--- Assigned task ---
Report how many lines in the data include "segment", with the number as the only reply.

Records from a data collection
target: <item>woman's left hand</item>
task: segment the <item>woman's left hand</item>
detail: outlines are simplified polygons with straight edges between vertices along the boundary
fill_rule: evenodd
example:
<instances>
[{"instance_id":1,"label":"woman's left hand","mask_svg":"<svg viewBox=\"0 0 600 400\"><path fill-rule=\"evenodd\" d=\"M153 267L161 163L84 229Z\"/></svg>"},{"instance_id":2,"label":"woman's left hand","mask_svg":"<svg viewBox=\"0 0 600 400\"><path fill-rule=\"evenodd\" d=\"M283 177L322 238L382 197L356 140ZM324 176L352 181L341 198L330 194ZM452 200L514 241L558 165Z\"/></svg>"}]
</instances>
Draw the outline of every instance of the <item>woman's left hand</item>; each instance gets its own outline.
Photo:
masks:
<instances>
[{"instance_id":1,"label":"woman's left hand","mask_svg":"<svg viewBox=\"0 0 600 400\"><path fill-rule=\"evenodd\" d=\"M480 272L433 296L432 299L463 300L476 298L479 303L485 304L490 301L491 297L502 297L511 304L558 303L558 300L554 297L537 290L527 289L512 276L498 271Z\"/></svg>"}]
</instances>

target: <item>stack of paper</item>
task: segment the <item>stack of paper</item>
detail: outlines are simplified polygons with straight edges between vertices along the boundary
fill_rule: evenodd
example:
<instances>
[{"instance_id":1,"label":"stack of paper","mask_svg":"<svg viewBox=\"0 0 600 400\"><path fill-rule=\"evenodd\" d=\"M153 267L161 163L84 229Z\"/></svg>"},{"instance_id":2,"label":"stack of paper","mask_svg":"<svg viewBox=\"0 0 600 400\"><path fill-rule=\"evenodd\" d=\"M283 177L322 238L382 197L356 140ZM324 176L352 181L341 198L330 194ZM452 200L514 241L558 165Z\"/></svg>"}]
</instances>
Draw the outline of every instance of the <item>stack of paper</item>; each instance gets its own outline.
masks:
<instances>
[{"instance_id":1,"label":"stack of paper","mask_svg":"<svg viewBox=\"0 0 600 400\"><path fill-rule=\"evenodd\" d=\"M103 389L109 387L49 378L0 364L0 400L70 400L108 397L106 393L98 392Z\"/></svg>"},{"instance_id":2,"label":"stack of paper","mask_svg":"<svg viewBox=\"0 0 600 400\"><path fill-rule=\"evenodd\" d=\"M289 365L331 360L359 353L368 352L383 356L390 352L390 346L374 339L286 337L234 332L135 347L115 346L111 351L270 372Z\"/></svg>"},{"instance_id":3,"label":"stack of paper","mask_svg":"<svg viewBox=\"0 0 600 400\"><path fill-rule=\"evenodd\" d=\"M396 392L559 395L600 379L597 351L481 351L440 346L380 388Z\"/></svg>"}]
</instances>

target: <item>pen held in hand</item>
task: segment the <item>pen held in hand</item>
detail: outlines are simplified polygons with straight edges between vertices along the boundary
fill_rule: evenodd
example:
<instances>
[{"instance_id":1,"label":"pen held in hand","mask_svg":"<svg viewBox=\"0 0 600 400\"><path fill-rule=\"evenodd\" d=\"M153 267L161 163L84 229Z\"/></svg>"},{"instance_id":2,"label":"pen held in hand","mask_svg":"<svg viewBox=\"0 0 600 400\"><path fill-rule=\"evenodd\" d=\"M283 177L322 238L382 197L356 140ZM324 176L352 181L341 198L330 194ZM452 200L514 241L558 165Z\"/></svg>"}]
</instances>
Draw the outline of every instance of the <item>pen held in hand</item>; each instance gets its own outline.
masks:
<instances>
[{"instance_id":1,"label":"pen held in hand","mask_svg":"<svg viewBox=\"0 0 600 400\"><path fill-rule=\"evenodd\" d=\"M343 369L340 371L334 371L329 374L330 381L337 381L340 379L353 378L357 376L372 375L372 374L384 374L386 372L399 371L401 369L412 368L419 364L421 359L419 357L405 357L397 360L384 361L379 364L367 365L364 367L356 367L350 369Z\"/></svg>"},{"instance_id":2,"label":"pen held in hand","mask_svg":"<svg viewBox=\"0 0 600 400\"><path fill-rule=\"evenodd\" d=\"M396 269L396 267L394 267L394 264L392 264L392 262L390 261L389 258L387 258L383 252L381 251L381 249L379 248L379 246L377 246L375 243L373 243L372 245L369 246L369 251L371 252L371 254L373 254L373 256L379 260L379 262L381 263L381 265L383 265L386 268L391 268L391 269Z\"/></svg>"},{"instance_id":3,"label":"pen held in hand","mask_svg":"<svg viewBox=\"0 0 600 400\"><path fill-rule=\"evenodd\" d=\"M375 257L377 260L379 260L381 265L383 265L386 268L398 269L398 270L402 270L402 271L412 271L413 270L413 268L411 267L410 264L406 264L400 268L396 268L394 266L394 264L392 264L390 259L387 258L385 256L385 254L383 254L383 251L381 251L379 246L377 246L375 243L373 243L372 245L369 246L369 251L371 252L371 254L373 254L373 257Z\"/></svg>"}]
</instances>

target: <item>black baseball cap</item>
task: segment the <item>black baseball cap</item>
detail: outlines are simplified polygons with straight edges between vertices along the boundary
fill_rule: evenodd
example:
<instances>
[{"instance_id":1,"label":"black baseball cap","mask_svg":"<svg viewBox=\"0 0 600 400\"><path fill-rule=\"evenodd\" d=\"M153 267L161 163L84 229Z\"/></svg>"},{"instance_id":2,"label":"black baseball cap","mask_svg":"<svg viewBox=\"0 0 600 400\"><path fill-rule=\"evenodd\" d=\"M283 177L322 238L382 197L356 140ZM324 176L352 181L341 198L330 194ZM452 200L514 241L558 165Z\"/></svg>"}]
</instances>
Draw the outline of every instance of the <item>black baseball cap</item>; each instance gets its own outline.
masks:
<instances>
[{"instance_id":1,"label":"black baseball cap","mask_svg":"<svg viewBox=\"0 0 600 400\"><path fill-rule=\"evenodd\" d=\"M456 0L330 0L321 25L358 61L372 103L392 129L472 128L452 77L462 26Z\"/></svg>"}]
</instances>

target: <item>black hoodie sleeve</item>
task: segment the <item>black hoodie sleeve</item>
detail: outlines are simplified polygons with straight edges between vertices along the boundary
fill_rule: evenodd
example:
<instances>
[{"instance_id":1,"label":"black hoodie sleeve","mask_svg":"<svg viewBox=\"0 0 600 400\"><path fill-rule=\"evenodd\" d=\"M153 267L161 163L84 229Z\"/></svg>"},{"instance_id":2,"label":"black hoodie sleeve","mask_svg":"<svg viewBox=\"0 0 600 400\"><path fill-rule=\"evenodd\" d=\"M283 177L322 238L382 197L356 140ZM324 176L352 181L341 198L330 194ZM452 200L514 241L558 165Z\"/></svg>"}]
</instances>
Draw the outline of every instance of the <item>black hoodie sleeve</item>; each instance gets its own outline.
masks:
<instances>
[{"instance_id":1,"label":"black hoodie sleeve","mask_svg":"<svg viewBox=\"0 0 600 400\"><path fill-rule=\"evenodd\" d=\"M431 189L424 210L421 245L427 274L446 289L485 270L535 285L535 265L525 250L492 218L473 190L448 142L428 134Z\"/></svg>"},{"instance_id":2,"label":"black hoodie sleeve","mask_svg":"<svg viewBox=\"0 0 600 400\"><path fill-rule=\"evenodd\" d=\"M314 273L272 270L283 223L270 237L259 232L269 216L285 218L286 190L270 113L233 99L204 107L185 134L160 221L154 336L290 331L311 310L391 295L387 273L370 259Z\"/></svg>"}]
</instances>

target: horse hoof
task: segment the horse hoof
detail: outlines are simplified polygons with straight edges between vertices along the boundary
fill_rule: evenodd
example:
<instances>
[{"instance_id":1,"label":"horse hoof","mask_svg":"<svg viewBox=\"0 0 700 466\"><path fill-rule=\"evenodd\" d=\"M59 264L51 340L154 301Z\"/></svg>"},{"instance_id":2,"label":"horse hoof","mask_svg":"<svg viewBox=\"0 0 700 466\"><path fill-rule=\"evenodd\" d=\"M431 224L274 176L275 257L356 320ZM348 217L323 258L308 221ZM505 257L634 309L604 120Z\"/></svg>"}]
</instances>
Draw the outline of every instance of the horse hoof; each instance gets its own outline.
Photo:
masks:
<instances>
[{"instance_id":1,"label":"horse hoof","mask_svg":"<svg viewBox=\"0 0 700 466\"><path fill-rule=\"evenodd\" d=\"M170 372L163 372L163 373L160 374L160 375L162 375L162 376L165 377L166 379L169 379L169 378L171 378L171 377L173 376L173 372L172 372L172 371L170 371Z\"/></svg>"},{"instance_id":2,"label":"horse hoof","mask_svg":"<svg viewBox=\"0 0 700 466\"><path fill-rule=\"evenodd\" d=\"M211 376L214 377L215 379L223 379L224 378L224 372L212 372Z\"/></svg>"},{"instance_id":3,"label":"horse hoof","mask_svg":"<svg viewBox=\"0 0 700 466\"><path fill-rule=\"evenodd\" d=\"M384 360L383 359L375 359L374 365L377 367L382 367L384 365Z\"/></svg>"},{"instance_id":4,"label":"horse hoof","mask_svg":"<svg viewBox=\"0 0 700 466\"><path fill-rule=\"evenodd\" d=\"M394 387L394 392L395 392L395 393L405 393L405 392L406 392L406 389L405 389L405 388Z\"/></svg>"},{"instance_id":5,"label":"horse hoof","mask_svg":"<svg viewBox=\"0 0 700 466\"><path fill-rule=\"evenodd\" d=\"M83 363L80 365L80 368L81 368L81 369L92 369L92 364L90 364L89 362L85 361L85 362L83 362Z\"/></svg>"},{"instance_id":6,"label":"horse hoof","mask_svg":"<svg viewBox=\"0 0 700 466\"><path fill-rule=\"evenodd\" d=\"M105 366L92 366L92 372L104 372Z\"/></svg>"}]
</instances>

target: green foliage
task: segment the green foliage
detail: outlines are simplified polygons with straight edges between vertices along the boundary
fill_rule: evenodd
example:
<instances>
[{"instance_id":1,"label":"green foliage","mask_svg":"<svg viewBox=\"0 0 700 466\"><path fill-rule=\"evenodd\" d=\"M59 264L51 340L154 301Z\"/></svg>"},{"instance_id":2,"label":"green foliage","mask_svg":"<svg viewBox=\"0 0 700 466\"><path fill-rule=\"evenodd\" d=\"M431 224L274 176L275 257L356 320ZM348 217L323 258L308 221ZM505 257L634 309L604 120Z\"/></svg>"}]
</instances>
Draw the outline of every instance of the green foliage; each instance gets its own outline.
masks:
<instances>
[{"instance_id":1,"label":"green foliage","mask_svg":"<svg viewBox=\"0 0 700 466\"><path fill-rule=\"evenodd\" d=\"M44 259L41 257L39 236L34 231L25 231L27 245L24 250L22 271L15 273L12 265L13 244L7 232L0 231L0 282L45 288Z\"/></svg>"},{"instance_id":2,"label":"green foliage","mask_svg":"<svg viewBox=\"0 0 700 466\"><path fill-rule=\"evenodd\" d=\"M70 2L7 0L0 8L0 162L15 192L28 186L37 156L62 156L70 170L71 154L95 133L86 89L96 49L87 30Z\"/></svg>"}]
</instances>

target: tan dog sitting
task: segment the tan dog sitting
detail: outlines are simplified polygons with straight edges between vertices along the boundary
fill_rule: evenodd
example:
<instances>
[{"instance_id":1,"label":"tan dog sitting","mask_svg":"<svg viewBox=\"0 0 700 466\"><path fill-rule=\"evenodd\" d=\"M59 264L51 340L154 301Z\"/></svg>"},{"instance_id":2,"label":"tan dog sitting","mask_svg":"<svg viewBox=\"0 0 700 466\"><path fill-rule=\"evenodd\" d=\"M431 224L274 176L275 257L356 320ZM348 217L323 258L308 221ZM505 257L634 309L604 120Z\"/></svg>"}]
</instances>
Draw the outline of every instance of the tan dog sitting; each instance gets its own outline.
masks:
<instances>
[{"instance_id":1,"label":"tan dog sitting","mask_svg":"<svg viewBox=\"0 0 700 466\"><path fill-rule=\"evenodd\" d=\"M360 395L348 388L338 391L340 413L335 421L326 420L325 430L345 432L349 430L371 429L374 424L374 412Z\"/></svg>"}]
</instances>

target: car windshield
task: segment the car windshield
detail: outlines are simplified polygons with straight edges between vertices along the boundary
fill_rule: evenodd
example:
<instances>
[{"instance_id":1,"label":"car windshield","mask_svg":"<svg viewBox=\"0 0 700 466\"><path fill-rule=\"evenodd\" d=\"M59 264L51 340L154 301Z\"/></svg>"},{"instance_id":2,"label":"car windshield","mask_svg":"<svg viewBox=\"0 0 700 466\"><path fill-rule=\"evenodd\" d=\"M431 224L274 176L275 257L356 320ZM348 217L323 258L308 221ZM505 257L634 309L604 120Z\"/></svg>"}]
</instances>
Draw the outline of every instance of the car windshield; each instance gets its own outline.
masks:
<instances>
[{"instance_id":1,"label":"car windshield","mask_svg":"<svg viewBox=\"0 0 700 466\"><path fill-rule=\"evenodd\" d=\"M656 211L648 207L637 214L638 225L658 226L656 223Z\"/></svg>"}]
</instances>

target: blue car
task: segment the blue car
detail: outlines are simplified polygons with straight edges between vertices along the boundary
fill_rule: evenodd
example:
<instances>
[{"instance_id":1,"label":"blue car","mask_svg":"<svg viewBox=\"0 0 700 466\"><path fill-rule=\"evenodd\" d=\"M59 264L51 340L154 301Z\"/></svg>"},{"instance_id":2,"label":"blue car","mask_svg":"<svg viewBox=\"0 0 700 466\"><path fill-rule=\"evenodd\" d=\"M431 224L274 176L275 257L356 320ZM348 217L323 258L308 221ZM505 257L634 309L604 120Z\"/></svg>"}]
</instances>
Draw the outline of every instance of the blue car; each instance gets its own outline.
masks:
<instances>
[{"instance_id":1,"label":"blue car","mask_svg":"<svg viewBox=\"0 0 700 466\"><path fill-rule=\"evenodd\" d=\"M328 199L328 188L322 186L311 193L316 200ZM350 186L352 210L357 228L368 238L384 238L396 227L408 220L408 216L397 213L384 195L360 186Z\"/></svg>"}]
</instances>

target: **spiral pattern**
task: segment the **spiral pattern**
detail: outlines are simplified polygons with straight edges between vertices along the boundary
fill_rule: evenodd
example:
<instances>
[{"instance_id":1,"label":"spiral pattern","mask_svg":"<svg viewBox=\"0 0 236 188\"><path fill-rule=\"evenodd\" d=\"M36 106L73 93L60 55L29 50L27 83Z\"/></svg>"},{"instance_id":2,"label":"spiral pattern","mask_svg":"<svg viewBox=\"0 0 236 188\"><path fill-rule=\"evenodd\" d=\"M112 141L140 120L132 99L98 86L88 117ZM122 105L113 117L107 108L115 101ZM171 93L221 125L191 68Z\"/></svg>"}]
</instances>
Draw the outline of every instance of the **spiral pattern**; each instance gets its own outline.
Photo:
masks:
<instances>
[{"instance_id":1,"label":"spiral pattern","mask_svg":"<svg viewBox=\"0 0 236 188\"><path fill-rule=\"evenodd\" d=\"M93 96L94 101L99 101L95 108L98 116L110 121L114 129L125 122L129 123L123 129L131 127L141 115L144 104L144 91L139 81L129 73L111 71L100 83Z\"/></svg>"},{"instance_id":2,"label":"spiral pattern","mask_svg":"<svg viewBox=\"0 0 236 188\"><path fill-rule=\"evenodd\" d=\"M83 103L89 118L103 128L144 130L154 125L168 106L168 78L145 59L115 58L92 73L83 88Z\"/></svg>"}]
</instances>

--- Answer to this task ---
11